**OBJETIVOS:**
#1 Indique todas as horas de publicação que surgem nas linhas iniciadas por "Publicado por:" no trecho apresentado.
#2 Transcreva literalmente, do trecho apresentado, tudo desde "E a todos os" até "desculpas: fez-se luz.".
#3 Segundo o trecho apresentado, o que estava o outro advogado a calçar calmamente diante do leão?

**TRECHO APRESENTADO:**
====
Dedico este post ao estimado (M), pois sei que ele é um admirador fervoroso deste modelo, embora não o queira, por vezes, admitir, pois ainda não chegou a altura de desfraldar a bandeira vitoriosa.

Publicado por: Joana às setembro 16, 2005 03:45 PM

E a todos os restantes tripulantes do nosso Titanic que continuam indignados pela referência àquele bloco de gelo despiciendo e insistem em olhar para o lado oposto e apontar extasiados para a beleza do horizonte.

Publicado por: Joana às setembro 16, 2005 03:47 PM

Joana às setembro 16, 2005 03:47 PM

Não me inclui nas dedicatórias do seu post e quase amuei.

Mas, anyway, venho aqui apresentar-lhe mil desculpas: fez-se luz.
A Joana, quando fala de socialismo, refere-se ao defunto socialismo soviético e afins. E eu estava a interpretá-la mal. Quando falo de socialismo, falo (tanto falo já é pornográfico) de coisa diversa. Falo do socialismo a que agora chamam, hummm, sei lá, talvez social-democracia... Ou 3ª via?
Mas, convenhamos que é V. a responsável pela minha confusão. Fala de defuntos como se estivessem vivos. Como é que um tipo vai adivinhar?

Tem que passar a datar com exactidão os seus textos. Por baixo aparece "2005". Como ia eu adivinhar que são dos anos 70?

Publicado por: Vítor às setembro 16, 2005 04:00 PM

Excelente.

Compelmento com a velha anedota sobre dois advogados que passeiam, quais veraneantes Sócrates, na savana africana, quando dão com um leão. Como o leão parecia bastante esfomeado, um deles fica bastante assustado, mas o seu medo foi substituído por perplexidade ao constatar que o outro estava calmamente a calçar uns ténis.
- Pensas que consegues correr mais que o leão? - pergunta. Ao que o outro responde, terminando de apertar os atacadores e pondo-se em pé:
- Não preciso de correr mais que o leão, só preciso de correr mais que tu.
====
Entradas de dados
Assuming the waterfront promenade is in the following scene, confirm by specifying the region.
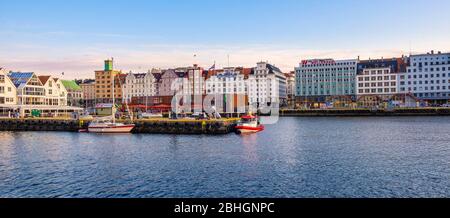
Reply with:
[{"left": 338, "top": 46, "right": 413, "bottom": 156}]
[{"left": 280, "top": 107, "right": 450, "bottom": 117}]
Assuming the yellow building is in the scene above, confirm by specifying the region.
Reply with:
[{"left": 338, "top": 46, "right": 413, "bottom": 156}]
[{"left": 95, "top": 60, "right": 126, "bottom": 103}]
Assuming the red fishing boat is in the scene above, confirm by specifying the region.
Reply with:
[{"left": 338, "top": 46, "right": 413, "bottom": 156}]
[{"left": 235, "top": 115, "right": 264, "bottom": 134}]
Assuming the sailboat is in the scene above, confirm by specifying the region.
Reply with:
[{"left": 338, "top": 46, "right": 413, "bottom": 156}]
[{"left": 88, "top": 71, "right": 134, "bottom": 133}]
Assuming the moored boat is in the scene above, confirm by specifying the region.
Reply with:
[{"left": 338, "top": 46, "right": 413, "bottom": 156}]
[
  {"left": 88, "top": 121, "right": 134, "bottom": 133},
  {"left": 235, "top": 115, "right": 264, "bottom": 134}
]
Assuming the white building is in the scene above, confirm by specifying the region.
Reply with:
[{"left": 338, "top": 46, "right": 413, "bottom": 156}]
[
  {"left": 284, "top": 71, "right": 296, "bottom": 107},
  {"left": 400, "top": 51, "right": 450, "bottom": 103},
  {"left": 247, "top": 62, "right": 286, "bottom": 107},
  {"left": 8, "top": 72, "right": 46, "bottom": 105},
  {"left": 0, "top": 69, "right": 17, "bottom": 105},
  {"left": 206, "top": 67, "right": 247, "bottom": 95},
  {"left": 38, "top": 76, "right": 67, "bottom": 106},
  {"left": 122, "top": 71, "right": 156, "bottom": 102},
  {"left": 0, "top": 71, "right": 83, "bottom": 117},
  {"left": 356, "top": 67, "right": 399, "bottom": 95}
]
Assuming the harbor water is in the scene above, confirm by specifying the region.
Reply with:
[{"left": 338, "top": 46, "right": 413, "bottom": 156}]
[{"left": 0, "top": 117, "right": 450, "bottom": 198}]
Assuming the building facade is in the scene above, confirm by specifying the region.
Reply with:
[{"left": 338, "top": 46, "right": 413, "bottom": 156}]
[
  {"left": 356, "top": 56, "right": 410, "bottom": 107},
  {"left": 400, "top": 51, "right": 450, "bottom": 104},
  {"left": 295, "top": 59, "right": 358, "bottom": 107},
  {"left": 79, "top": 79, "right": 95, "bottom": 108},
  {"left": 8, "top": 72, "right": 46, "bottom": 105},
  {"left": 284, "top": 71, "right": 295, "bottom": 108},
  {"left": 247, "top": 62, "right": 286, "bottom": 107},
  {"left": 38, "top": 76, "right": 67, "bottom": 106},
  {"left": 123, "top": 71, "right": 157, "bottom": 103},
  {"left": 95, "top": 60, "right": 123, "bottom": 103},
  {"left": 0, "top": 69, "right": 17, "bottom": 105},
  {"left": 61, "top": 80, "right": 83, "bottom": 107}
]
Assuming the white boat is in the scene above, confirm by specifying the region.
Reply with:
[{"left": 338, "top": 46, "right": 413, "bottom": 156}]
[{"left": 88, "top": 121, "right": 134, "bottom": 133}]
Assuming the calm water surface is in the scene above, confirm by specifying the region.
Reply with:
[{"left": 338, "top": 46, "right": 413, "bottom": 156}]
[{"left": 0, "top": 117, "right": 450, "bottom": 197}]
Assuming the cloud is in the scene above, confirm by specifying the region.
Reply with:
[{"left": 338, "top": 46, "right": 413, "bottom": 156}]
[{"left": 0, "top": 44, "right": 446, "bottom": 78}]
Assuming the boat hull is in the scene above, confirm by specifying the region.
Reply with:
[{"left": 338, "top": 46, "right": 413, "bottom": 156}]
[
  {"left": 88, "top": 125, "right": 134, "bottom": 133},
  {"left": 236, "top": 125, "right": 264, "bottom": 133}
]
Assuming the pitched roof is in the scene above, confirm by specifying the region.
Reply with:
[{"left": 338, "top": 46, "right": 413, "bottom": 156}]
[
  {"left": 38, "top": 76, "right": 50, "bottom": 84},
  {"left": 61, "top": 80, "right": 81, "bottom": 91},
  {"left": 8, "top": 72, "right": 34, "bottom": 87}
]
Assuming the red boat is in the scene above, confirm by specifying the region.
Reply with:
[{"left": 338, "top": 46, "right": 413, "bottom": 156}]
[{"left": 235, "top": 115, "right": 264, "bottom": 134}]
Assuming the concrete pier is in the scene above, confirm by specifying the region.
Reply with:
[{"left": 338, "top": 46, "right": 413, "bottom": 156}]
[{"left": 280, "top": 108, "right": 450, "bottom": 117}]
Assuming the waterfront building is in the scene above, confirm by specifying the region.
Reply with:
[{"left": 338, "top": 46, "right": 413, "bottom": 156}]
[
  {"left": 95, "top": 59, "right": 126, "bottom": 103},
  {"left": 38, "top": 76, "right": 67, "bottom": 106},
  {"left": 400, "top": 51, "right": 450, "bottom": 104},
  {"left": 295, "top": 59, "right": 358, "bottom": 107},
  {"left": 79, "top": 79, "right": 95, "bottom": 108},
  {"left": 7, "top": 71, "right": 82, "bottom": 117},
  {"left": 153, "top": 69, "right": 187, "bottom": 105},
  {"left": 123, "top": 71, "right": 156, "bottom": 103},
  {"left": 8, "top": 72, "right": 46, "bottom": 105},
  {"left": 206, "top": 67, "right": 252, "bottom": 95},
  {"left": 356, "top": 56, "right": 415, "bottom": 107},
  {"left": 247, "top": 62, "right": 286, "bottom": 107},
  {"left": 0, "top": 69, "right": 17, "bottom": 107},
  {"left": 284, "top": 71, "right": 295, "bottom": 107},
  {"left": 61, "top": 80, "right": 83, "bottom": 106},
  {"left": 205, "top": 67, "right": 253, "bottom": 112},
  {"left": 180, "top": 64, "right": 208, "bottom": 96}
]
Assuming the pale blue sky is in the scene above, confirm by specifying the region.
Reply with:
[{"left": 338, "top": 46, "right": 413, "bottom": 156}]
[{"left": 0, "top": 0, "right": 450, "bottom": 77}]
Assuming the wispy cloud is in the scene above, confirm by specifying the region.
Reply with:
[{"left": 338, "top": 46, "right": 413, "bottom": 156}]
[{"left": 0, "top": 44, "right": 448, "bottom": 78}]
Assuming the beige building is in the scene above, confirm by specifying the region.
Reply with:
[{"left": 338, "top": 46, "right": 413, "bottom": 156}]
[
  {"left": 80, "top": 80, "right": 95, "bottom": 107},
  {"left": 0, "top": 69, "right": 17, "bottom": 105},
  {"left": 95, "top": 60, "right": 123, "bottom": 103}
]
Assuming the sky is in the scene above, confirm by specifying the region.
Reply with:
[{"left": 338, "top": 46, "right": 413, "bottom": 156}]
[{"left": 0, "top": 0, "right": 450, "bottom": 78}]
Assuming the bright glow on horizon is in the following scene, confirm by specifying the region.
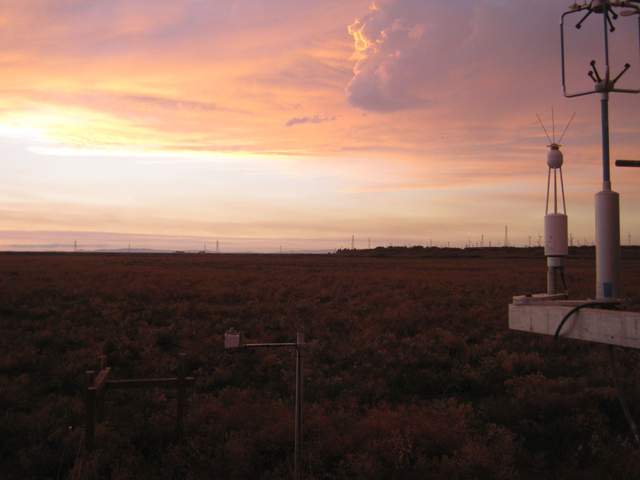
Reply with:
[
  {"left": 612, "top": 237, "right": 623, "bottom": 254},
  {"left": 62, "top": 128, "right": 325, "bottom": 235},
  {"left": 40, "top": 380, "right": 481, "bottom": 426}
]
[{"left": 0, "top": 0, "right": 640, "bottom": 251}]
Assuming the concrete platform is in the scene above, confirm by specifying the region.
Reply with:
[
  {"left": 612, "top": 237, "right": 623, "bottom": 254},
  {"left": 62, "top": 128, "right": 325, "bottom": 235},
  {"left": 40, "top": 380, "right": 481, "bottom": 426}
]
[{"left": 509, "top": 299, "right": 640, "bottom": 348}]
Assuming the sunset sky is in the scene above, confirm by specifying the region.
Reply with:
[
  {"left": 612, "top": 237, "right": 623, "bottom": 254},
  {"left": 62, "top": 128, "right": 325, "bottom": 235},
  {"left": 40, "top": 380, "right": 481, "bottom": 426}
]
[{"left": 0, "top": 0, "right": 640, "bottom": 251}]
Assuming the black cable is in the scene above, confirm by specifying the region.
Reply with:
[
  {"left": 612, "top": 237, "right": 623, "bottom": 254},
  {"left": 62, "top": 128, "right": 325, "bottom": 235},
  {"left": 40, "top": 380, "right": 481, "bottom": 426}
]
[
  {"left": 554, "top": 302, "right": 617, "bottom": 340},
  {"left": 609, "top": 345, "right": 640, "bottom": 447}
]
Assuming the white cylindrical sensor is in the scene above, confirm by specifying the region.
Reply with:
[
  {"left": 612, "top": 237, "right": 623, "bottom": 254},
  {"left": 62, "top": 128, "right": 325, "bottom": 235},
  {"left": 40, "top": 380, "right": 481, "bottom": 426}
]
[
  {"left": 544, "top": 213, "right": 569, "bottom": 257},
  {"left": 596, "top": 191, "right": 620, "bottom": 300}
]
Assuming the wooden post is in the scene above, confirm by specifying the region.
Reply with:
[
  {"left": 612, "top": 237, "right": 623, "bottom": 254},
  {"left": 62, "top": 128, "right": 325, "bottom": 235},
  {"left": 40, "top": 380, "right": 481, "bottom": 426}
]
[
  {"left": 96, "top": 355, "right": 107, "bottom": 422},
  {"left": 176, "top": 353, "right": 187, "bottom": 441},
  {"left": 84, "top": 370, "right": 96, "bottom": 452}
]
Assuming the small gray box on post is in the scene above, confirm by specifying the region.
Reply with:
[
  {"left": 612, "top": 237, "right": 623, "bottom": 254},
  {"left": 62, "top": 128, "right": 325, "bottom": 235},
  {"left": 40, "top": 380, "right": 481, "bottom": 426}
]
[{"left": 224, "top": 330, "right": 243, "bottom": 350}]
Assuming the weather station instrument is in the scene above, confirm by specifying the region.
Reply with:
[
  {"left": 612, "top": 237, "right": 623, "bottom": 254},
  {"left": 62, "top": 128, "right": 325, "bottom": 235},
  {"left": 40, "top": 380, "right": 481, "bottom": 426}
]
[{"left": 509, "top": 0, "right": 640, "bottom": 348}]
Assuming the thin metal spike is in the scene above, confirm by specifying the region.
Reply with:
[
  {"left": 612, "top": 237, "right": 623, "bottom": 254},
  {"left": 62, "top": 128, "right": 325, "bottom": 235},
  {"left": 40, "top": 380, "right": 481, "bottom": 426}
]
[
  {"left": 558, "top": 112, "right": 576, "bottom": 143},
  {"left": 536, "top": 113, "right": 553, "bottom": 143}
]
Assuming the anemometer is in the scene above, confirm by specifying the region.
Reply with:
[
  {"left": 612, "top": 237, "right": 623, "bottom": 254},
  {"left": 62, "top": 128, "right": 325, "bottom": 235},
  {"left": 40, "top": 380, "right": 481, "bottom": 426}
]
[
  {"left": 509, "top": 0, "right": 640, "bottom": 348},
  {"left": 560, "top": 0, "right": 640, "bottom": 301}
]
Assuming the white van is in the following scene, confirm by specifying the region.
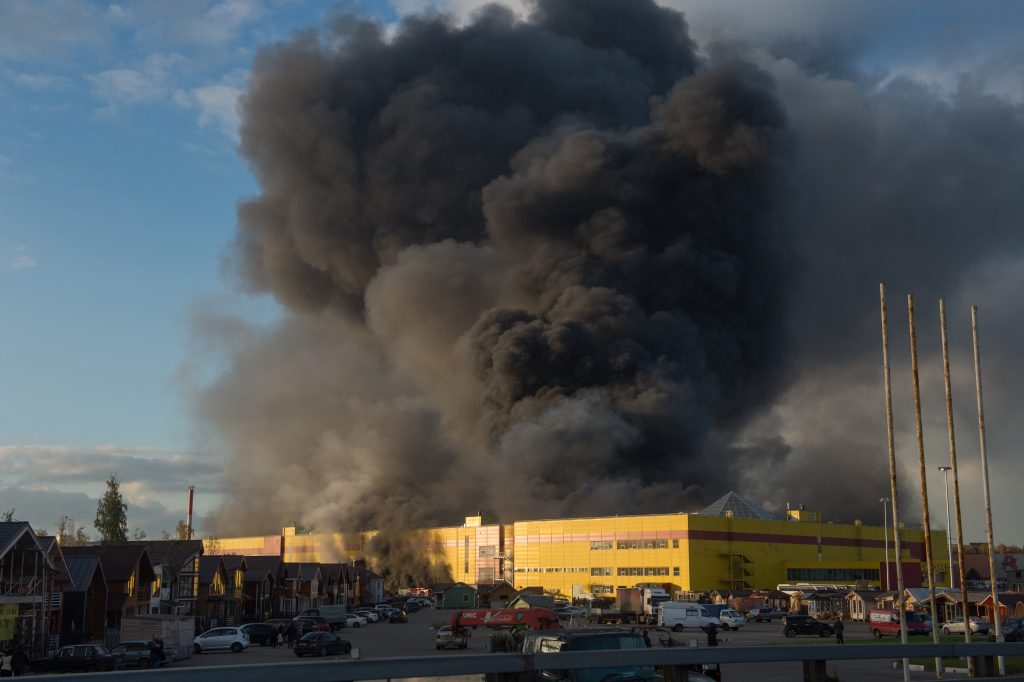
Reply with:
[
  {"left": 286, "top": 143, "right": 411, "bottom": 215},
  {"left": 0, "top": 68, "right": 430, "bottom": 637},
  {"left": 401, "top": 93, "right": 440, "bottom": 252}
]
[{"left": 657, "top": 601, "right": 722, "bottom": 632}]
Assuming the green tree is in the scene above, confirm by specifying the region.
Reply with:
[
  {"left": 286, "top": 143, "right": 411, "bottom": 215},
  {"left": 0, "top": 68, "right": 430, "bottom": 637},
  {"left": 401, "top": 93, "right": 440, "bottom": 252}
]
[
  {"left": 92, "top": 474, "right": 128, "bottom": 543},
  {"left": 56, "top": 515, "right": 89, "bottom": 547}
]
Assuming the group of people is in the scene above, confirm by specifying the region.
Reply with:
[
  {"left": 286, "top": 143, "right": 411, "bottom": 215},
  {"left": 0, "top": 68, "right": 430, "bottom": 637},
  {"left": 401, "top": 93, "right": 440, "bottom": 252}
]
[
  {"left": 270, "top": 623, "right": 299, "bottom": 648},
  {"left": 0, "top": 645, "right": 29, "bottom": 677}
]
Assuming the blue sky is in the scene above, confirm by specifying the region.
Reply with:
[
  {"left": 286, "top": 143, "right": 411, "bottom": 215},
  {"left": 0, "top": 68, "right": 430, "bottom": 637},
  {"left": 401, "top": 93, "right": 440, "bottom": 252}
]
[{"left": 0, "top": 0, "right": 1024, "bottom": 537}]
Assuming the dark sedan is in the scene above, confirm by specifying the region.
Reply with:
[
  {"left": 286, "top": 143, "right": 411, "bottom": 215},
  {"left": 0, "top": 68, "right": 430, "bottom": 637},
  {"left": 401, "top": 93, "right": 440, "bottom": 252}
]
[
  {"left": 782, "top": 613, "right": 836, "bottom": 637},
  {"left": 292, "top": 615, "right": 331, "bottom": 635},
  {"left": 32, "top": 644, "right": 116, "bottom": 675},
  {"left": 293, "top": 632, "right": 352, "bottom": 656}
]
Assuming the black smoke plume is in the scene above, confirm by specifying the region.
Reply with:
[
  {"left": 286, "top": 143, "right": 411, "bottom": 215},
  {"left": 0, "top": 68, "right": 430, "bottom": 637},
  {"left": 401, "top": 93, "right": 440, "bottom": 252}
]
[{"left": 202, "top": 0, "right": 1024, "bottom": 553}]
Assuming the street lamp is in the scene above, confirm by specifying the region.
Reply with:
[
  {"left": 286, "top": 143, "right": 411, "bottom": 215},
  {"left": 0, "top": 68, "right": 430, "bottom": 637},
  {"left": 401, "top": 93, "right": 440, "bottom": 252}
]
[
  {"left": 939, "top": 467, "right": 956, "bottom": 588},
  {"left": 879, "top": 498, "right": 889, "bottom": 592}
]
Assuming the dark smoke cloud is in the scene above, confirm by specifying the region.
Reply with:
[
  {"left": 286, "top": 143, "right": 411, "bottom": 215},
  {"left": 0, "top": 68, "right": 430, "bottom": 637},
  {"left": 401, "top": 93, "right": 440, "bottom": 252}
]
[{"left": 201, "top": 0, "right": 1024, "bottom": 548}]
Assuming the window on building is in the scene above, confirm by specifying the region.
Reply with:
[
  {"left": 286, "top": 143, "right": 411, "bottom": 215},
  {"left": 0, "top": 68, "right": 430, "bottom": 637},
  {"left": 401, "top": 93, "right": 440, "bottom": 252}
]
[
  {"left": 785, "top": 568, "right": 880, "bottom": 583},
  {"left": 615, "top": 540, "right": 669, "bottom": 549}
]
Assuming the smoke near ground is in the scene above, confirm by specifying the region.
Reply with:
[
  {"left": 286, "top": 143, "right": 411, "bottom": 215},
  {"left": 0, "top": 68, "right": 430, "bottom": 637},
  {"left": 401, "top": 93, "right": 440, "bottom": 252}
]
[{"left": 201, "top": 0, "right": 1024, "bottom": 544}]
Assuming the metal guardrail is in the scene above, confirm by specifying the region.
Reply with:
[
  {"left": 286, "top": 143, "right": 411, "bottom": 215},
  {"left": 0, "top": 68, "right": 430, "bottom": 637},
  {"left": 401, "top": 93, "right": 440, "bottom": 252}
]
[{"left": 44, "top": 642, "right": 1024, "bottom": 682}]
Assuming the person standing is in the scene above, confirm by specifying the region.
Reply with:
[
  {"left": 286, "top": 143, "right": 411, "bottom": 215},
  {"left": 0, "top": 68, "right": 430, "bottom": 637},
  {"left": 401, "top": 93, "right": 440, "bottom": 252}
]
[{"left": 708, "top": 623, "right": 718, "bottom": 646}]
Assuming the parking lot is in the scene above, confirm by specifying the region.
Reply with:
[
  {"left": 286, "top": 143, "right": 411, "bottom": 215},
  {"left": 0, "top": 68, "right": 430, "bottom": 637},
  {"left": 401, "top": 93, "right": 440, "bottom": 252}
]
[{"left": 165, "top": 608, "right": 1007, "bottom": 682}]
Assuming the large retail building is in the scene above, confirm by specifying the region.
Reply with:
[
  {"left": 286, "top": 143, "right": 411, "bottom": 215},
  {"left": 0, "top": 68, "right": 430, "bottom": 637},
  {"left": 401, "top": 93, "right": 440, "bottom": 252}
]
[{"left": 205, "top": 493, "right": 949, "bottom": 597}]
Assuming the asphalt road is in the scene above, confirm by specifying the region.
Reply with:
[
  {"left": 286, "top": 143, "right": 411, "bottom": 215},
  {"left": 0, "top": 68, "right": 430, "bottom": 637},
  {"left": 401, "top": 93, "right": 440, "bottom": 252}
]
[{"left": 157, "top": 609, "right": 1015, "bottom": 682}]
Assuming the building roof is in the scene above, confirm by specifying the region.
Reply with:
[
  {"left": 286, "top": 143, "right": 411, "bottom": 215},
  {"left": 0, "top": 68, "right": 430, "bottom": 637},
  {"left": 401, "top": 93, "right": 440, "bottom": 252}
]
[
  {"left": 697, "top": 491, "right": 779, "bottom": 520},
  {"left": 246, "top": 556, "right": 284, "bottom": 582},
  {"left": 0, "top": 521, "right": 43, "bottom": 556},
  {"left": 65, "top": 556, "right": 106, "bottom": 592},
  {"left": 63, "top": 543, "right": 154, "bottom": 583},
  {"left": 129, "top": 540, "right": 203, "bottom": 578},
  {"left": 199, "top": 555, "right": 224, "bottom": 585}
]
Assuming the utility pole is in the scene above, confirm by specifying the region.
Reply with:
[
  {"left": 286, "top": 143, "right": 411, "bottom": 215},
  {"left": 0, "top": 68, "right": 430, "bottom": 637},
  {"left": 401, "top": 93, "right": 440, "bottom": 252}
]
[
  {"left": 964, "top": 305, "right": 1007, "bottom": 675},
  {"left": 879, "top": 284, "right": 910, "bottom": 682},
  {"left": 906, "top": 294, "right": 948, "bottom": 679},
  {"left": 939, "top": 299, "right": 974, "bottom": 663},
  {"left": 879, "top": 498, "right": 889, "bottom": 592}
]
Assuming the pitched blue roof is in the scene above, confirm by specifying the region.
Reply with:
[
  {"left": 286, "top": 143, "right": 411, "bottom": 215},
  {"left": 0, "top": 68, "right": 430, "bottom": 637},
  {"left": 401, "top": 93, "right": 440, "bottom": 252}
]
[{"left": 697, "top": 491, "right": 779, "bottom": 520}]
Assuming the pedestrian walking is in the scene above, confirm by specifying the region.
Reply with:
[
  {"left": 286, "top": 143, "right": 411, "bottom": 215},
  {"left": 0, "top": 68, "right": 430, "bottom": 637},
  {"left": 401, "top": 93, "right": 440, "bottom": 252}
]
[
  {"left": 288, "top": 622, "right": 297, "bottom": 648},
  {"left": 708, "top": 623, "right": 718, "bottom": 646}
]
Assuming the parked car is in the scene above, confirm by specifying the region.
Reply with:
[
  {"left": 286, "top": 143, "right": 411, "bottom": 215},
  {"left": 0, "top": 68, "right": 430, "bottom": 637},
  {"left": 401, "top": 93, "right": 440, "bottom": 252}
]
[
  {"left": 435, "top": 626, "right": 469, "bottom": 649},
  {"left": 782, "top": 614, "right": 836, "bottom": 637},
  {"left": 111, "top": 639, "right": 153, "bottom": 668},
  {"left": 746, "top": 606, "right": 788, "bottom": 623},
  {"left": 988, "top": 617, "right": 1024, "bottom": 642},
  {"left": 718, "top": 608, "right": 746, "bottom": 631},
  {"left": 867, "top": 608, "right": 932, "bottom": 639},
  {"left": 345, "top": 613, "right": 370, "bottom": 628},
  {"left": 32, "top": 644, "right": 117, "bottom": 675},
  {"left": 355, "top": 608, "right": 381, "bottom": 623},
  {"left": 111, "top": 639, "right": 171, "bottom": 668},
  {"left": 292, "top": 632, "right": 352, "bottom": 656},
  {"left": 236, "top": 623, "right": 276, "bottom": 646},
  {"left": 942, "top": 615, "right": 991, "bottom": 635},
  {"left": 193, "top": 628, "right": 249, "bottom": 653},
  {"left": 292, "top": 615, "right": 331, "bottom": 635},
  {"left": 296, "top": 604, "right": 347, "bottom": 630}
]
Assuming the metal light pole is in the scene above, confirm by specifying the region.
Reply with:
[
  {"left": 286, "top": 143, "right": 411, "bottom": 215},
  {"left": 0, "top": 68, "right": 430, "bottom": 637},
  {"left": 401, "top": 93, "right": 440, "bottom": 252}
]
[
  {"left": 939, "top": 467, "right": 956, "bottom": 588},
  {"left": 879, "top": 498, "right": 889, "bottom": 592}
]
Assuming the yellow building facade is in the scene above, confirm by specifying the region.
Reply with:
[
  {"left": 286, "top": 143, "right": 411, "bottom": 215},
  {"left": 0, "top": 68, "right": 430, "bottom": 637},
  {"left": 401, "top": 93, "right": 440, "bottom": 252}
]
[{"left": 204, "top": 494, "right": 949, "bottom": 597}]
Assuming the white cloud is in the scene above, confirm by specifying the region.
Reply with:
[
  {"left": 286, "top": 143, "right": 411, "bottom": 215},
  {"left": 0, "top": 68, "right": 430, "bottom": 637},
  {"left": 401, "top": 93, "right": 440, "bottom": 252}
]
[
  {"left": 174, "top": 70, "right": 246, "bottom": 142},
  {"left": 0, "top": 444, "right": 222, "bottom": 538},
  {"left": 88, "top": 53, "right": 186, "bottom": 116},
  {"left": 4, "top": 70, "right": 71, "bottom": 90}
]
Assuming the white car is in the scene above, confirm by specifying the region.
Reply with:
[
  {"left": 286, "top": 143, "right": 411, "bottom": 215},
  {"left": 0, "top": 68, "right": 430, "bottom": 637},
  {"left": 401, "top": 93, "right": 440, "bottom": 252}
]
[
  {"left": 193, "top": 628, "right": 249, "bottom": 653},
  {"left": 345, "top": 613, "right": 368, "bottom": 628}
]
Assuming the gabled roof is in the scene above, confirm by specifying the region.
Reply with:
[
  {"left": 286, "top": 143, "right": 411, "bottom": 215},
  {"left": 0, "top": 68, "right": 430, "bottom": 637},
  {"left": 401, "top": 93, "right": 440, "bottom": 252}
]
====
**SOLUÇÕES DOS EXERCÍCIOS:**
#1 03:45 PM, 03:47 PM, 04:00 PM

#2
E a todos os restantes tripulantes do nosso Titanic que continuam indignados pela referência àquele bloco de gelo despiciendo e insistem em olhar para o lado oposto e apontar extasiados para a beleza do horizonte.

Publicado por: Joana às setembro 16, 2005 03:47 PM

Joana às setembro 16, 2005 03:47 PM

Não me inclui nas dedicatórias do seu post e quase amuei.

Mas, anyway, venho aqui apresentar-lhe mil desculpas: fez-se luz.

#3 Uns ténis.